Can you print the lines below verbatim, with no changes at all?

== Stored records

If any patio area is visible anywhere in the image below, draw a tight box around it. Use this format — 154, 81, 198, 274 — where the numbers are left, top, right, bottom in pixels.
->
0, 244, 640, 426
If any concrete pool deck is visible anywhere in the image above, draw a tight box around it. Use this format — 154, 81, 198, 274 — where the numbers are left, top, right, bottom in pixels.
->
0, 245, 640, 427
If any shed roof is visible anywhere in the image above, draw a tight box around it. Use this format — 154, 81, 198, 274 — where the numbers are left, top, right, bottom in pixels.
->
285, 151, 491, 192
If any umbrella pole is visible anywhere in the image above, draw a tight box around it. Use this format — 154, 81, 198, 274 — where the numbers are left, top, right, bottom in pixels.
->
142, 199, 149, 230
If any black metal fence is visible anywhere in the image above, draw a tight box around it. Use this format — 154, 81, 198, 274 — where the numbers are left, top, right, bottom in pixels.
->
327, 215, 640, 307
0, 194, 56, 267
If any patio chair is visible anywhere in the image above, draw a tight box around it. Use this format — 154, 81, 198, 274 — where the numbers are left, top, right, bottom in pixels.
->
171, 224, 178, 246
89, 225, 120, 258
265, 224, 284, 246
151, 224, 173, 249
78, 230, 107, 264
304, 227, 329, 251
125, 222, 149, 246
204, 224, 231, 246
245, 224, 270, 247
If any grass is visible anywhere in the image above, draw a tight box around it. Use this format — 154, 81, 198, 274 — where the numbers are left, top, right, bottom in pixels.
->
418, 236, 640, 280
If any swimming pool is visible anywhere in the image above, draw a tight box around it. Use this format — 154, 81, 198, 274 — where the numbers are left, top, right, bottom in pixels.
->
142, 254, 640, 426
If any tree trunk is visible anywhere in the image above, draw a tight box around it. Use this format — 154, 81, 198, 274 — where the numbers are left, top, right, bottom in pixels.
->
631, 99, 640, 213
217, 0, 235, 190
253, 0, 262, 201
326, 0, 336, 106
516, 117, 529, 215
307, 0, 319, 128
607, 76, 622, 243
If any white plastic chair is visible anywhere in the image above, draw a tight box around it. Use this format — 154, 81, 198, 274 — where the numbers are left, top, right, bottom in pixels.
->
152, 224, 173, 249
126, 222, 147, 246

====

_Solution below_
If any patio area is visible anywhere in the image below, draw a tight box around it. Use this format — 154, 81, 198, 274 — where the numbers are left, top, right, bottom in pixels.
->
0, 244, 640, 426
If any concrete pool deck is visible anywhere in the image above, draw a tight box around it. Use this format — 154, 81, 198, 274 — where the numbers are left, top, right, bottom in pixels.
->
0, 245, 640, 427
If any shed roof is visible anywhere in the image above, draw a tight box around it. Use this format — 154, 81, 198, 274 — where the numbers are left, top, right, bottom in pixels.
->
285, 151, 491, 192
If any umbrella pole is visible anywhere in the image above, draw a tight box around it. Use this format — 154, 81, 198, 274 — where the numbers are left, top, right, bottom in pixels.
->
142, 199, 149, 230
If any black metal fence is visible anywhere in the image above, draw a tight box around it. Use this format — 154, 81, 198, 274 — where the numbers are left, top, right, bottom in pixels.
->
327, 215, 640, 307
0, 194, 56, 267
If any patio chair is visible anywhere in the image above, draw a tight box around it. Use this format — 154, 81, 198, 274 — where the numbers are left, top, right, bottom in pixels.
->
171, 224, 178, 246
89, 225, 120, 258
265, 224, 284, 246
151, 224, 173, 249
78, 230, 107, 264
304, 227, 329, 251
125, 222, 149, 246
204, 224, 231, 246
245, 224, 270, 247
If any grass is visible anywhere in the image above, draw a tight box around it. Use this format — 154, 81, 198, 274 — where the numbers are left, top, right, bottom in pixels.
->
418, 236, 640, 280
If any swimming pool is visible anywhere in the image above, draw a tight box around it. Use this format — 154, 81, 198, 274 — where the numbers are left, top, right, bottom in pixels.
->
142, 254, 640, 426
If any tree trunk is visible anywhere in the image above, draw a tight box around it. Use this format — 154, 81, 198, 274 — where the numbers are left, top, right, bottom in pixels.
->
631, 99, 640, 213
217, 0, 235, 190
253, 0, 262, 201
326, 0, 336, 106
516, 117, 529, 215
307, 0, 319, 128
607, 76, 622, 243
If any white plastic chair is visible anywhere in the image above, draw a tight box around it. Use this format — 154, 81, 198, 274 — where the numbers are left, top, right, bottom in pixels.
->
152, 224, 173, 249
126, 222, 147, 246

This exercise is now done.